____ Source

Insurers face more rigorous ratings and financial reporting requirements under law changes proposed by the Ministry of Economic Development.

Thursday, January 3rd 2002, 5:25AM

Suggested changes to the Insurance Companies (Ratings and Inspections) Act would require almost all non-life insurers to get, and make public, independent ratings of their financial strength.

Insurers would have to explain the meaning of the rating to the public. Also responsibility for selecting ratings agencies would move from the Insurance Council to the Registrar of Companies.

The act would also be extended to cover insurers incorporated in New Zealand, but carrying on insurance business elsewhere.

Under the proposals all insurers, except life insurers and captive insurers, would require a rating that reflects their financial strength, rather than just their claims paying ability.

Currently, there are about 33 unrated insurers offering health, liability, income, mortgage and consumer credit insurance. Included in this group are some that are vulnerable to insolvency, creating a real risk for policyholders, the ministry says.

Extending the Ratings Act to insurers incorporated in New Zealand but operating outside the country would discourage overseas operators from using this country’s liberal regulatory regime to avoid stricter rules in their own country, the ministry says.

Insurers would have to make publicly available the entire ratings report, rather than just the rating.

________
____ Recorded data

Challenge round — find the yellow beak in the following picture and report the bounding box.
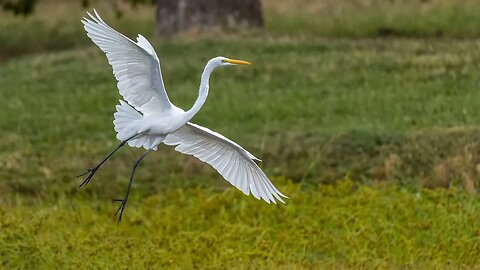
[225,59,252,65]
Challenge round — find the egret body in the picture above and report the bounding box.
[80,10,287,222]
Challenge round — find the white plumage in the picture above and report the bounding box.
[82,11,286,213]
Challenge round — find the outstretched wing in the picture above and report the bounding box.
[82,10,172,114]
[163,123,288,203]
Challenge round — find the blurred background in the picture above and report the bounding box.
[0,0,480,269]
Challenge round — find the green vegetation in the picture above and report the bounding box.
[0,179,480,269]
[0,0,480,269]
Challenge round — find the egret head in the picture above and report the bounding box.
[207,56,251,68]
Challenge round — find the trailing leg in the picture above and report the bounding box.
[77,134,138,188]
[113,150,150,223]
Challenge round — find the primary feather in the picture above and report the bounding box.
[82,11,172,114]
[82,10,287,203]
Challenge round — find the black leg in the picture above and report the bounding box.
[113,150,150,223]
[77,134,138,188]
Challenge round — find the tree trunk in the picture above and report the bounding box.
[156,0,263,35]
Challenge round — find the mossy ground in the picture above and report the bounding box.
[0,0,480,269]
[0,179,480,269]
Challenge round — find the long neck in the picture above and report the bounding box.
[185,64,214,121]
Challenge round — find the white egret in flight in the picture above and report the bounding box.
[79,10,287,222]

________

Answer these about the insurance ratings article above:
1. Which two kinds of insurers would be exempt from the rating requirement?
2. Responsibility for selecting ratings agencies would move from which body to which?
3. About how many unrated insurers are there now?

1. Life insurers and captive insurers.
2. From the Insurance Council to the Registrar of Companies.
3. About 33.